§ **GIVEN DATA**:
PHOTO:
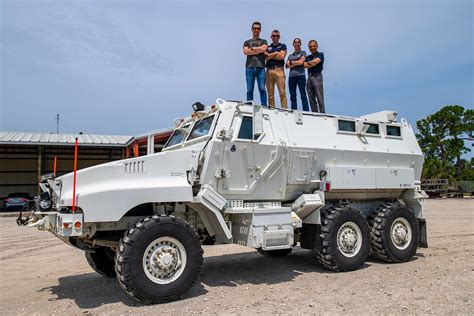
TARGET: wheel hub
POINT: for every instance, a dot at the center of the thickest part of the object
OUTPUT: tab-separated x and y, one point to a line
349	239
164	260
401	233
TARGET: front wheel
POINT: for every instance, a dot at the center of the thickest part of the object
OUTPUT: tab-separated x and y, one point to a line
159	259
345	239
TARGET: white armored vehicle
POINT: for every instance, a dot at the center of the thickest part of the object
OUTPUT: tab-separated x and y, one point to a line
236	172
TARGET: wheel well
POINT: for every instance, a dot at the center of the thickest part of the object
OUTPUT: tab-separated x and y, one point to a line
144	209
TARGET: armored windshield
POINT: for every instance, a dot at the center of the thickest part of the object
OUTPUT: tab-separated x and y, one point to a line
178	136
201	128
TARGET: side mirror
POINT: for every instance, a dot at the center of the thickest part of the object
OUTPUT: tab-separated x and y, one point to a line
361	128
257	120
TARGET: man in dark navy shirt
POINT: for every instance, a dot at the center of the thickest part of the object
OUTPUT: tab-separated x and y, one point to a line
255	50
275	56
314	63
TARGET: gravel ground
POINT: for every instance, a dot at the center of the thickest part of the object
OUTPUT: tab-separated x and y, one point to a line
42	275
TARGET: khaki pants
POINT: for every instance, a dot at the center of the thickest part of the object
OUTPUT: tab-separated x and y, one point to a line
276	75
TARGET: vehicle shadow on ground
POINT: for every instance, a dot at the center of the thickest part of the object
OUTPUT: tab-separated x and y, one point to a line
91	290
252	268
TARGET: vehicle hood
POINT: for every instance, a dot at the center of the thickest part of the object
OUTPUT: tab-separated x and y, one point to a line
106	192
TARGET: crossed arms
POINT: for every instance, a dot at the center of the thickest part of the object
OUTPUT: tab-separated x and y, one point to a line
294	63
250	51
311	63
276	55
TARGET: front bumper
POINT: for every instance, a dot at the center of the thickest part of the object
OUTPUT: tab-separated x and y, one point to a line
60	224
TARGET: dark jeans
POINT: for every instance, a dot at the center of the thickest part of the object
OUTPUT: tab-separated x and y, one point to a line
259	74
315	93
299	81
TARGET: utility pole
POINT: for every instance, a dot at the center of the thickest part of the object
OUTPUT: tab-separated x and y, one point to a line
57	123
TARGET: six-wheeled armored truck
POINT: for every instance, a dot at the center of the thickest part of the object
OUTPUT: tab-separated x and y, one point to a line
237	172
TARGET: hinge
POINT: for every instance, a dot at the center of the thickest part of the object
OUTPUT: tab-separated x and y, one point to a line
224	134
222	173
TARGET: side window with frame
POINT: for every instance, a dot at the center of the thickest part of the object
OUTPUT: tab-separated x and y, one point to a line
346	126
246	128
394	131
373	128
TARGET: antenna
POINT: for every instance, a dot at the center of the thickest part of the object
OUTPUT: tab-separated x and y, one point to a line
57	123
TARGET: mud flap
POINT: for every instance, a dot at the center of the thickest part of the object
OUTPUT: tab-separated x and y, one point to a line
311	237
423	239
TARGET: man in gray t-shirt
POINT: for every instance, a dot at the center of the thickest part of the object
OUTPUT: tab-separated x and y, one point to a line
297	76
255	49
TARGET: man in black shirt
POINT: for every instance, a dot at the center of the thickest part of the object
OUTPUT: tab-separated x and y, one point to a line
255	49
275	55
314	63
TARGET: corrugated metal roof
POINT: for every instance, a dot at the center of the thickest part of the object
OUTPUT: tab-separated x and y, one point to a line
63	139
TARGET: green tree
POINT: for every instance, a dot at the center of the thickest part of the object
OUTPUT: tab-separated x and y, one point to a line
443	138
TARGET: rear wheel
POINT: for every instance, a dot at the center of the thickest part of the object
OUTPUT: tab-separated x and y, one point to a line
345	239
159	259
274	253
101	261
394	233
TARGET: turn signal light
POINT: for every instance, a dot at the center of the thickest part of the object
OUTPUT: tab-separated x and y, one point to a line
328	186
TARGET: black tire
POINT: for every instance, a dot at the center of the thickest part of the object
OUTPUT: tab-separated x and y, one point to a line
274	253
102	261
330	255
129	264
383	246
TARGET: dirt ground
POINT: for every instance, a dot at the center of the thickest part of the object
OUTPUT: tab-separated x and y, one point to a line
41	275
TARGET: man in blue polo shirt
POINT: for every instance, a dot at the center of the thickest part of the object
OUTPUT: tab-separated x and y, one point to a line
314	63
275	56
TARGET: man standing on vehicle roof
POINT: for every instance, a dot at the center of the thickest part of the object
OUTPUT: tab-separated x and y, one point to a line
275	55
255	49
314	64
297	76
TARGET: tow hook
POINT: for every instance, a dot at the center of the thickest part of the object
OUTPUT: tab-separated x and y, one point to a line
23	221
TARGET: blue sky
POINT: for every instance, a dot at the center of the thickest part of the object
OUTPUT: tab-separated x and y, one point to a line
126	67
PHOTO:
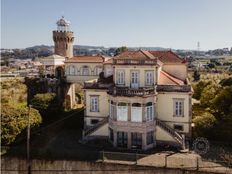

§ **REQUIRED WORK**: Without including the pictures, return each record above exactly as it stands.

§ **RESULT**:
PHOTO:
TARGET: wheel hub
POINT: for every instance, a dot at the center of the thickest part of the object
OUTPUT: tab-separated x and y, one point to a line
349	239
164	260
401	233
TARGET: front wheel
POINT: for every instance, a dot at the center of the thickest part of the object
OUTPUT: tab-separated x and y, one point to a line
159	259
345	239
TARGET: white armored vehicle
POINT: for every instance, a dot at the center of the thickest part of the object
OUTPUT: tab-separated x and y, one point to a line
236	172
TARGET: wheel well
POINT: for every instance, a dot at the center of the thickest part of the object
OUTPUT: tab-separated x and y, one point to a line
144	209
TARGET: armored windshield
POINT: for every instance, a dot at the center of the thickest part of the object
OUTPUT: tab-separated x and y, one point to a line
178	136
201	128
TARGET: side mirror
POINT: for every instance, a dot at the center of the thickest part of the object
OUTPUT: tab-separated x and y, one point to a line
361	128
257	120
TARGET: man in dark navy shirt
POINT: for every instance, a dot at the center of the thickest part of the object
OUTPUT: tab-separated x and y, one point to a line
255	50
275	56
314	63
TARGET: gravel ground
POINT: for every instance, a dot at the center of the thickest part of the object
OUTPUT: tab-separated x and y, one point to a line
42	275
TARGET: khaki pants
POINT: for every instance, a dot at the center of the thickest part of the object
OUTPUT: tab-separated x and y, one point to a line
276	75
TARGET: vehicle shadow on ground
POINT: for every instance, a dot at the center of the thickest part of the object
OUTPUT: tab-separated x and y, one point to a line
91	290
252	268
TARGET: vehicle hood
POINT: for every instance, a dot at the center of the thickest part of the object
OUTPUT: tab-separated x and y, one point to a line
106	192
TARGET: crossed arms
POINT: for every instance, a dot at the center of the thickest part of the object
OUTPUT: tab-separated x and y, one point to a line
294	63
250	51
311	63
276	55
TARGET: front bumper
POINT: for every instance, a dot at the center of the thickest part of the object
OUTPUT: tab-separated x and y, one point to a line
60	224
TARGET: dark jeans
POINT: for every instance, a dot at the center of the thickest part of the object
OUTPUT: tab-separated x and y, one point to a line
259	74
315	93
299	81
TARGET: utility pole
POINT: for every instance, a dot at the center of the thickest part of the object
OUTPUT: tab-separated x and y, one point to a line
57	123
TARGET: six-wheeled armored truck
POINT: for every instance, a dot at the center of the thickest part of the object
OUTPUT: tab-separated x and y, one point to a line
237	172
TARGET: hinge
POINT: for every instance, a dot at the center of the thickest part of the object
OUTPUT: tab-separated x and y, one point to a line
224	134
222	173
TARGET: side window with frame
POINT: for every instance, a dot at the center of the thickest part of the object
OUTPUT: tab-separated x and y, one point to a line
346	126
246	128
394	131
373	128
TARGET: antenna
POINT: for every instance, a dot at the center of the thickest part of the object
OUTPUT: tab-separated x and y, one point to a line
57	123
TARGET: mud flap
POINT: for every instance, a dot at the center of the thickest part of the object
OUTPUT: tab-separated x and y, one point to a line
311	237
423	239
TARGET: man in gray t-shirt
POINT: for every instance, a dot at the center of the thickest part of the object
OUTPUT: tab-separated x and y, one point to a line
297	76
255	49
TARGET: man in black shirt
POINT: for every instance, a dot at the center of the thickest part of the object
OUTPUT: tab-separated x and y, one point to a line
255	49
275	55
314	63
TARGET: corrugated metal roof
POINT: for every instance, a dot at the center of the thickest part of the object
OUTPUT: tab-separated x and y, one point to a line
63	139
TARGET: green tree
POINT: for every instance, a dot at the center of the thickest part of the object
OUTPUT: tab-separated x and y, one point to a line
443	138
TARGET: rear wheel
POINT: for every instance, a dot at the center of the thickest part of the object
OUTPUT: tab-separated x and y, one point to a line
345	239
159	259
274	253
101	261
394	233
TARGET: turn signal light
POINT: for every instance, a dot at the center of the thickest part of the object
OUTPUT: tab-separated x and y, one point to a line
328	186
TARGET: black tire
POINT: for every instance, a dot at the center of the thickest part of the object
OUTPUT: tab-separated x and y, one point to a line
274	253
102	261
330	255
129	264
383	246
TARGET: dirt ground
POINT: for every instance, a dot at the center of the thickest part of the object
OUTPUT: tab-separated x and y, one point to a line
41	275
TARGET: man in blue polo shirt
POINT: for every instance, a dot at the center of the thickest part of the object
OUTPUT: tab-separated x and y, one point to a line
314	63
275	56
TARGET: man standing on vehicle roof
POINT: for every instance, a dot at the center of the thickest part of the object
OUTPUT: tab-separated x and y, one point to a line
275	55
255	49
314	64
297	76
TARGET: tow hook
POINT: for every instance, a dot at the center of the thickest part of the object
OUTPUT: tab-separated x and y, one point to a line
23	221
TARGET: blue sky
POINT: for every instance, a dot at the center of the thickest part of the object
OUTPUT: tab-separated x and y, one point to a line
126	67
PHOTO:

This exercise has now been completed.